- _REQUIREMENT_: Extract each line from the rows below that contains the word "trunk".

- _DATA SUPPLIED_:
** begin **

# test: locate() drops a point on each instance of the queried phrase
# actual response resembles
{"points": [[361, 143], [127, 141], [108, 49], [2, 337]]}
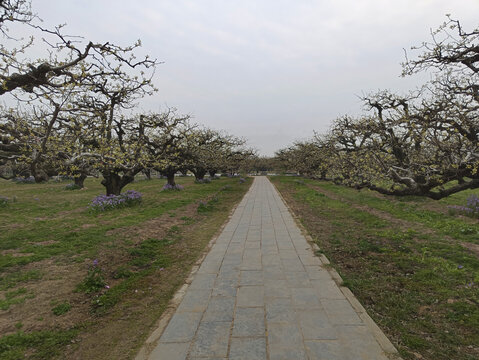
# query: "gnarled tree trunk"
{"points": [[79, 180], [114, 183]]}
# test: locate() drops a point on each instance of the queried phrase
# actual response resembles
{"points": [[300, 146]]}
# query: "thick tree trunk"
{"points": [[170, 176], [39, 175], [147, 173], [199, 174], [79, 180], [114, 183]]}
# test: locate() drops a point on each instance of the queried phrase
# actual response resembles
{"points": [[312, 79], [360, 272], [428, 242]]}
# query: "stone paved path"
{"points": [[261, 293]]}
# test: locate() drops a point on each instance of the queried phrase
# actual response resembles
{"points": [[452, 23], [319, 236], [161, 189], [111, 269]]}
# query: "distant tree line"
{"points": [[74, 113], [425, 143]]}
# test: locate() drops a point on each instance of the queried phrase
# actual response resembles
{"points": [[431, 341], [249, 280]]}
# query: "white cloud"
{"points": [[269, 70]]}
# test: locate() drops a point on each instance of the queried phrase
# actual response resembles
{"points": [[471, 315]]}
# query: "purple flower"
{"points": [[172, 187]]}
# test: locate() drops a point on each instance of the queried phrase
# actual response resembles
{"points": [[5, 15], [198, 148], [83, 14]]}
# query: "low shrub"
{"points": [[175, 187], [109, 202], [4, 201], [72, 186], [27, 180]]}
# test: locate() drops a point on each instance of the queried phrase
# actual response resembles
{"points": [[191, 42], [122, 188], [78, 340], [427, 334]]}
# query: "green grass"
{"points": [[48, 226], [407, 267]]}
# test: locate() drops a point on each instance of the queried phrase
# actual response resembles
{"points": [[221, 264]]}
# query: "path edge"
{"points": [[152, 340], [383, 341]]}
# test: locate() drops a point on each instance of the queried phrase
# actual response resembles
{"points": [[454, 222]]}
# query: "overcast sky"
{"points": [[268, 70]]}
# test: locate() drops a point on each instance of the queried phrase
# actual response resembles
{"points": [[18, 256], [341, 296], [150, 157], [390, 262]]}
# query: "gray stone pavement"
{"points": [[261, 293]]}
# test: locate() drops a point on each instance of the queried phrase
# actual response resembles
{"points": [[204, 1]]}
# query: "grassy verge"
{"points": [[412, 265], [82, 285]]}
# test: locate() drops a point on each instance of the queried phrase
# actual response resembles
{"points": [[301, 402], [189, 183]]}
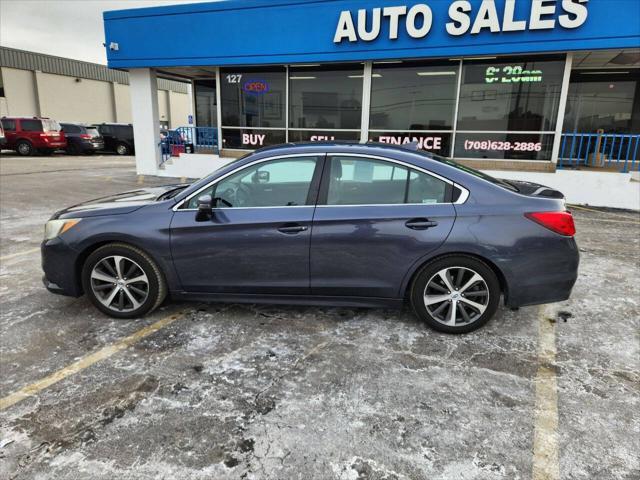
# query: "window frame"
{"points": [[320, 184], [312, 194], [449, 185]]}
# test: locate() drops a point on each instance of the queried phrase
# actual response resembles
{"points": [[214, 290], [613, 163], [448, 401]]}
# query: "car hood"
{"points": [[120, 203]]}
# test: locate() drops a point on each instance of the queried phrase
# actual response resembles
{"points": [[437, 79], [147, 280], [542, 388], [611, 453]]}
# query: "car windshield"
{"points": [[49, 125], [472, 171]]}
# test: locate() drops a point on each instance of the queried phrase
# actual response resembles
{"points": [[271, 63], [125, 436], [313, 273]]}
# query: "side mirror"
{"points": [[204, 208]]}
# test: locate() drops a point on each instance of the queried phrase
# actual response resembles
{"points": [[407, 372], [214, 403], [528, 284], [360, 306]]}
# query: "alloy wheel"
{"points": [[119, 283], [456, 296]]}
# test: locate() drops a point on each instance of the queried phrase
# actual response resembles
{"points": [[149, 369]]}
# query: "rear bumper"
{"points": [[550, 278], [58, 264]]}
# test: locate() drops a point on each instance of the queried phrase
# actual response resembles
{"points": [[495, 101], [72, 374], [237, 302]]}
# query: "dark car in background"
{"points": [[327, 224], [82, 139], [118, 137], [28, 136]]}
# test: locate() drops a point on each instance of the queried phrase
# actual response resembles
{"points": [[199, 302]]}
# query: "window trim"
{"points": [[321, 159], [464, 195], [324, 187]]}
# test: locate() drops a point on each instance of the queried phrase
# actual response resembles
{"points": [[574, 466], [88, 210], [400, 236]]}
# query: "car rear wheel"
{"points": [[455, 294], [122, 149], [24, 148], [123, 281]]}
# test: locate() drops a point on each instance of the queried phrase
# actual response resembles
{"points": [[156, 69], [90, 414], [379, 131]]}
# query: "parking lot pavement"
{"points": [[229, 391]]}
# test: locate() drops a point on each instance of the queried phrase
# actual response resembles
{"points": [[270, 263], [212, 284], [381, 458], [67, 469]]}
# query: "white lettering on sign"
{"points": [[418, 19], [322, 138], [253, 139], [425, 143]]}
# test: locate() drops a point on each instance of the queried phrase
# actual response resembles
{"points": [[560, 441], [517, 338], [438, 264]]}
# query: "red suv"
{"points": [[29, 135]]}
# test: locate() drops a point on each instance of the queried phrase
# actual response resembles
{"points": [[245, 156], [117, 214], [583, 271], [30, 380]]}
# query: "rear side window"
{"points": [[49, 125], [8, 125], [362, 181], [31, 125]]}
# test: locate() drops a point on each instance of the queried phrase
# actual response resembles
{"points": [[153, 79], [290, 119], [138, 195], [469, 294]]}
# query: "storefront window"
{"points": [[413, 96], [253, 107], [510, 94], [206, 107], [498, 146], [601, 100], [326, 97]]}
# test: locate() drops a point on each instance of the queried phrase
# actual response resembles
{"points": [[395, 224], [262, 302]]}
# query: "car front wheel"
{"points": [[455, 294], [123, 281]]}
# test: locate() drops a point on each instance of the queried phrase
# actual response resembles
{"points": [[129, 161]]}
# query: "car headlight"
{"points": [[53, 228]]}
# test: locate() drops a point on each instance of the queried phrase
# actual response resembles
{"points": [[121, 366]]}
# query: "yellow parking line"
{"points": [[545, 437], [86, 361], [19, 254]]}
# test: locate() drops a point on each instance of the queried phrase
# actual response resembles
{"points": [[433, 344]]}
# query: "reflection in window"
{"points": [[325, 97], [253, 97], [595, 103], [413, 96], [276, 183], [205, 93], [375, 182], [503, 95]]}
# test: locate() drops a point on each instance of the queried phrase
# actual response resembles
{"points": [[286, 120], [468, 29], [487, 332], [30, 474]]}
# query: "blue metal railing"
{"points": [[600, 150], [189, 140]]}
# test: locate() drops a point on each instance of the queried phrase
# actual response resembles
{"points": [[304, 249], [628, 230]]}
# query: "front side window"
{"points": [[361, 181], [276, 183], [31, 125]]}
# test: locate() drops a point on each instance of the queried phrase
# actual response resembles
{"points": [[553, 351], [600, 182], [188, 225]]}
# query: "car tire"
{"points": [[123, 149], [24, 148], [109, 289], [455, 294]]}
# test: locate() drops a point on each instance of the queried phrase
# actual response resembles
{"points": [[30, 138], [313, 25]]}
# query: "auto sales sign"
{"points": [[417, 20]]}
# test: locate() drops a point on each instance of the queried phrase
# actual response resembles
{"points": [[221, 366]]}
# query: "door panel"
{"points": [[368, 250], [243, 250]]}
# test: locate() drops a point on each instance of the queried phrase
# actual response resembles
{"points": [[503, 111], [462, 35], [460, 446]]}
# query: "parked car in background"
{"points": [[118, 137], [82, 139], [328, 224], [30, 135]]}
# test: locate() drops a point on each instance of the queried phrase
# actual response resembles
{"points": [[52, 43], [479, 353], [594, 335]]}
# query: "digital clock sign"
{"points": [[512, 74]]}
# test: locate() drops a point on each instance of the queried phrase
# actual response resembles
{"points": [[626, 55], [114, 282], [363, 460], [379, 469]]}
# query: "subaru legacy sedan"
{"points": [[324, 224]]}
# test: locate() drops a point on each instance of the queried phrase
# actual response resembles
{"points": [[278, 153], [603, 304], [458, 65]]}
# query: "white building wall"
{"points": [[180, 106], [19, 88], [68, 99]]}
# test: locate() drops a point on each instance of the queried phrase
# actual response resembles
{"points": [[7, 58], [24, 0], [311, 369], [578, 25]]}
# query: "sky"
{"points": [[66, 28]]}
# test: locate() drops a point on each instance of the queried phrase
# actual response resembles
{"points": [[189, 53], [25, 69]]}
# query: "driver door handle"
{"points": [[292, 228], [420, 224]]}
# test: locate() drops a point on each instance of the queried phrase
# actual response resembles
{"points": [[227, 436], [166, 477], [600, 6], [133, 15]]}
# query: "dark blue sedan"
{"points": [[324, 224]]}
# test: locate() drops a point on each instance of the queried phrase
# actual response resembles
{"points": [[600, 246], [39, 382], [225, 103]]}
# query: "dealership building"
{"points": [[539, 86]]}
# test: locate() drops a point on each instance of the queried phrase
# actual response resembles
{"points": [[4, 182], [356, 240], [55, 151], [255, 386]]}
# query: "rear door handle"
{"points": [[420, 224], [292, 228]]}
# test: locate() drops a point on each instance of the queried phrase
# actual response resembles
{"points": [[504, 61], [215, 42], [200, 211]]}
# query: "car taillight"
{"points": [[559, 222]]}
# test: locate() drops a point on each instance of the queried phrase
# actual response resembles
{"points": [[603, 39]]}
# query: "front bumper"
{"points": [[59, 265]]}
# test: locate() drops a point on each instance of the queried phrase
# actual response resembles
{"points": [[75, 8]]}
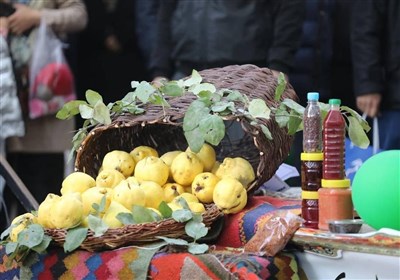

** end **

- _FINISHED TASK_:
# query: "gnarled tree trunk"
# query: "thick tree trunk"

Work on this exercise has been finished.